**TRY IT**
Among the entries below, find each line holding "denim" and return it.

**DATASET RECORDS**

════

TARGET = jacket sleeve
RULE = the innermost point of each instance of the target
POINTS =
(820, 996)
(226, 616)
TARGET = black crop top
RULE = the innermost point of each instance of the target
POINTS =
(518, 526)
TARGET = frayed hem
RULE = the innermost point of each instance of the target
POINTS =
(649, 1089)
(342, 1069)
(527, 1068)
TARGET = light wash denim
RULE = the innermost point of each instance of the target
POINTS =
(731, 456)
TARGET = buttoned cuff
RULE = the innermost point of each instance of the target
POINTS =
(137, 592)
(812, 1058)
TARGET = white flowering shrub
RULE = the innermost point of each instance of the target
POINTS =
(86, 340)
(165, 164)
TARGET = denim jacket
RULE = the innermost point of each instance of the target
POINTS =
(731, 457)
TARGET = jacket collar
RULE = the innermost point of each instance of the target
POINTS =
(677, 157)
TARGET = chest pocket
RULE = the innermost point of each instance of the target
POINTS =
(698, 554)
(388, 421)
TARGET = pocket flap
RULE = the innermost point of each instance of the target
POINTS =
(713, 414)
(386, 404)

════

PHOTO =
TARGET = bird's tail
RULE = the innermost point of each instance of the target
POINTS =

════

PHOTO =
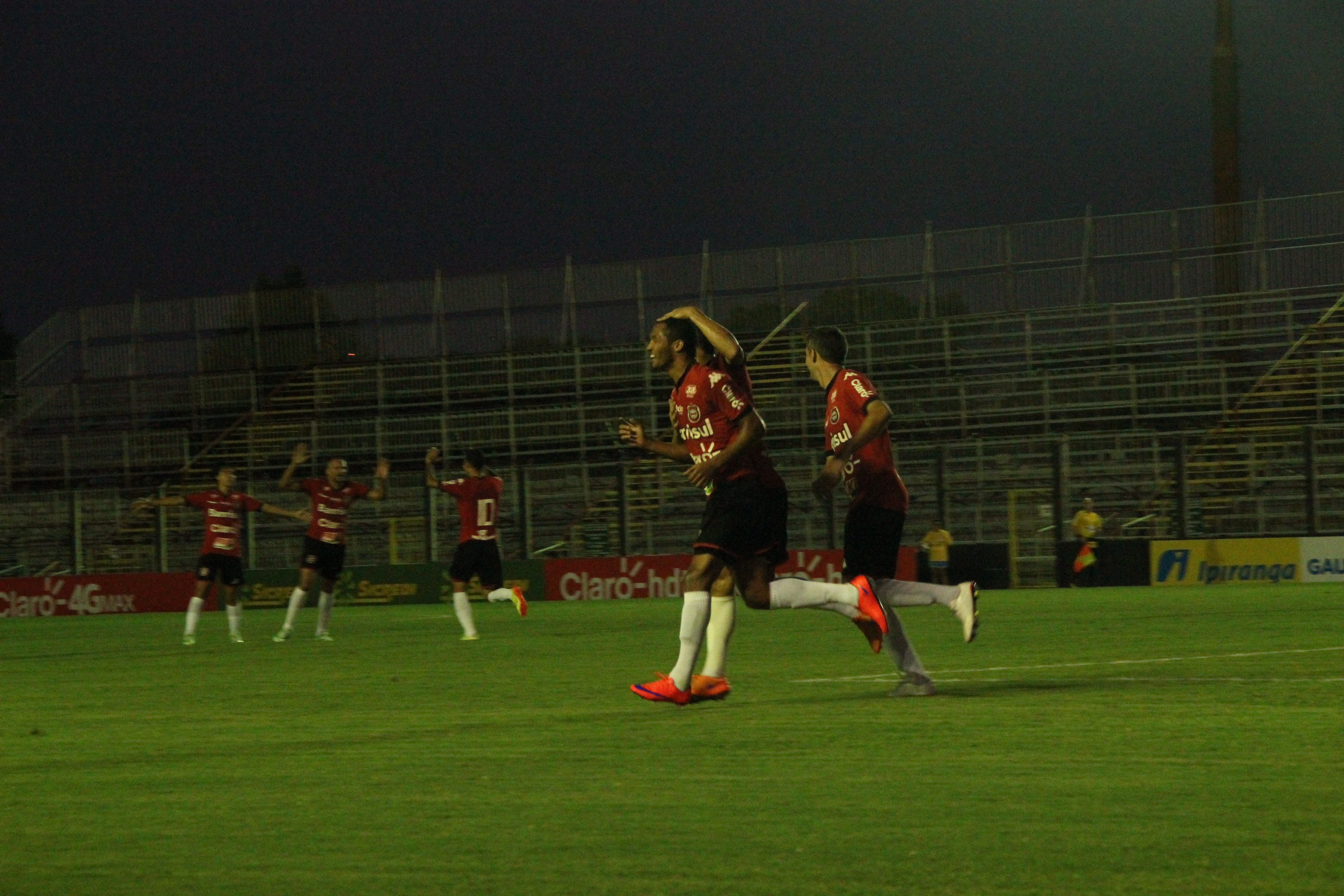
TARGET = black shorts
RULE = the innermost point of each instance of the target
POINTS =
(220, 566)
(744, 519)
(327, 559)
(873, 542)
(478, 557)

════

**COMPLETED TASK**
TARGET = light wash denim
TARGET = denim jacket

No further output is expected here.